* [SOURCE]:
━━━━━━━━

Last week, the House Subcommittee on Workforce Protections met for a hearing, “A More Effective and Collaborative OSHA: A View from Stakeholders,” The timing of the hearing says it all: there is no Trump administration official confirmed as the head of OSHA and there is no political appointee to act on the recommendations stakeholders offered at the hearing, making the direction in which OSHA will head under President Donald Trump unclear at best.
The 2017 nomination of Scott Mugno, a FedEx executive, has not yet been voted on by the full Senate. The Committee chair, Rep. Bradley Byrne (R-AL), urged the Senate to move quickly to confirm Mugno. The hearing reflected the wide gulf between the Republican and Democratic views of an effective OSHA.
Republicans consider the Obama OSHA to have emphasized confrontation over cooperation and that more workers’ lives can be saved and injuries reduced through easily understood communication of existing standards and reliance on cooperative OSHA employer programs.
Democrats seek more OSHA inspectors and inspections, required record keeping of workplace injuries, and reinstatement of many of the regulations that the Trump administration has withdrawn.

━━━━━━━━

* [WHAT IS ASKED]:
According to the OSHA hearing text, which company employed Scott Mugno as an executive? The lines that follow are from a different source than the OSHA hearing text.

━━━━━━━━

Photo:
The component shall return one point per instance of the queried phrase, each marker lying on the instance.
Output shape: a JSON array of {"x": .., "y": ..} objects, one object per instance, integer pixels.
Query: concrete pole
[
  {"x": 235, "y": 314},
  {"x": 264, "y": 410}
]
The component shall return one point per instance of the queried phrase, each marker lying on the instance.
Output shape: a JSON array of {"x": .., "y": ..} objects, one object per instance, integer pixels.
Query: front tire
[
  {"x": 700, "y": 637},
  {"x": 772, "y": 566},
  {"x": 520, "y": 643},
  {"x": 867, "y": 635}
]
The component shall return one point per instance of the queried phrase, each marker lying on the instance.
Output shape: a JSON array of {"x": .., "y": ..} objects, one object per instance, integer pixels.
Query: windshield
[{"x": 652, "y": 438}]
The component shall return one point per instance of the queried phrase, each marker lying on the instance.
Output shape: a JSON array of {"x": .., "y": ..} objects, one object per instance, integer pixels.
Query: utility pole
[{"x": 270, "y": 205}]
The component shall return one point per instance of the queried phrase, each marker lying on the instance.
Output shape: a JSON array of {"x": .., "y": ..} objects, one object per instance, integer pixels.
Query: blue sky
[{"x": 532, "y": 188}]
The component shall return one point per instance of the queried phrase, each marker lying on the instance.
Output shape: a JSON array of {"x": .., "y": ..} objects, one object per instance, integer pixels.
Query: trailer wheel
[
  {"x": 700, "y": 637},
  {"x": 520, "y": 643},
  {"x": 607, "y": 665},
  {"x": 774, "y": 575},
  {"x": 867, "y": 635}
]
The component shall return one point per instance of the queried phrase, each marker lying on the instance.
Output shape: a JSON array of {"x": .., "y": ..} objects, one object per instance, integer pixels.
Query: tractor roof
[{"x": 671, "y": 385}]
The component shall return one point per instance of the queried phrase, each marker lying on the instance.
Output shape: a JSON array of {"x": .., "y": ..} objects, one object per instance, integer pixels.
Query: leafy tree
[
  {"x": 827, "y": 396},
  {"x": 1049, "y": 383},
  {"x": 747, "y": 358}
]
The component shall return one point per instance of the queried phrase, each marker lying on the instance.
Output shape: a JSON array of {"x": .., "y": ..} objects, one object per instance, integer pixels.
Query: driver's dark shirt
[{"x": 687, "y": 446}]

━━━━━━━━

* [FINAL ANSWER]:
FedEx